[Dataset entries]
###

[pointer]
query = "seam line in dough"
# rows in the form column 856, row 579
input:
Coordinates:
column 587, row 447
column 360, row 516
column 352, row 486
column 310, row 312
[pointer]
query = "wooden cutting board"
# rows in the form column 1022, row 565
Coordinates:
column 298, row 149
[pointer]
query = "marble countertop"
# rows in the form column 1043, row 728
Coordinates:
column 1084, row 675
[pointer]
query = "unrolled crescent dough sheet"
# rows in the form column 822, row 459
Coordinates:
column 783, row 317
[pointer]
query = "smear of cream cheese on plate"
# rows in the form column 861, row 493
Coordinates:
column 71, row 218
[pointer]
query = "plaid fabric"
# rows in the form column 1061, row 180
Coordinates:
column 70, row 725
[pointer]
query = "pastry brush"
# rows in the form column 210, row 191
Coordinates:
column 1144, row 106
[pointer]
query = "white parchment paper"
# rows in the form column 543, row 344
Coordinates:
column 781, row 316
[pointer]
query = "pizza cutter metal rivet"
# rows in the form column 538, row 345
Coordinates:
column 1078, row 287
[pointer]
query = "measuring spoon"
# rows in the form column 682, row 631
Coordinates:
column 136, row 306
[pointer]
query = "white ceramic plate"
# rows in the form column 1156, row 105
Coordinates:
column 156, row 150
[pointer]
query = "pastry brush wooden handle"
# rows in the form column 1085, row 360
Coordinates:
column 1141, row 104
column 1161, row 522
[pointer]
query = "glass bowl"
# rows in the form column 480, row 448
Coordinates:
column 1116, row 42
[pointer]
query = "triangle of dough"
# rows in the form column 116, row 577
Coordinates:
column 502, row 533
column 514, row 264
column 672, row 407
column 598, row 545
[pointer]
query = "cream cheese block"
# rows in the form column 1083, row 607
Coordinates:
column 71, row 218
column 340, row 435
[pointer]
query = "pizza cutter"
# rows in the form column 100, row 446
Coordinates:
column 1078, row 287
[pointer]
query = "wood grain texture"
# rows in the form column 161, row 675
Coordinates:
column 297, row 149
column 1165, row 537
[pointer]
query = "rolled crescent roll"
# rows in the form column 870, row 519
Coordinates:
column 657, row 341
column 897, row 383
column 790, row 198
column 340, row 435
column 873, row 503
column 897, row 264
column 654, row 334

###

» **WRITTEN EXERCISE**
Copy the listing word for word, starting at its first line and ending with the line that contains "column 1144, row 106", including that line.

» **EXERCISE ANSWER**
[pointer]
query = "seam line in dough"
# rows in the form column 856, row 579
input:
Coordinates:
column 587, row 447
column 360, row 516
column 352, row 486
column 310, row 312
[pointer]
query = "wooden cutting board"
# rows in the form column 1022, row 565
Coordinates:
column 298, row 149
[pointer]
query = "marble countertop"
# rows in the form column 1043, row 728
Coordinates:
column 1084, row 675
[pointer]
query = "unrolled crescent dough sheet"
# rows in the form column 822, row 459
Coordinates:
column 783, row 317
[pointer]
query = "smear of cream cheese on plate"
# rows in the form column 861, row 493
Coordinates:
column 71, row 218
[pointer]
query = "plaid fabric"
# rows in the form column 1061, row 180
Coordinates:
column 70, row 725
[pointer]
query = "pastry brush"
# rows in the form column 210, row 191
Coordinates:
column 1144, row 106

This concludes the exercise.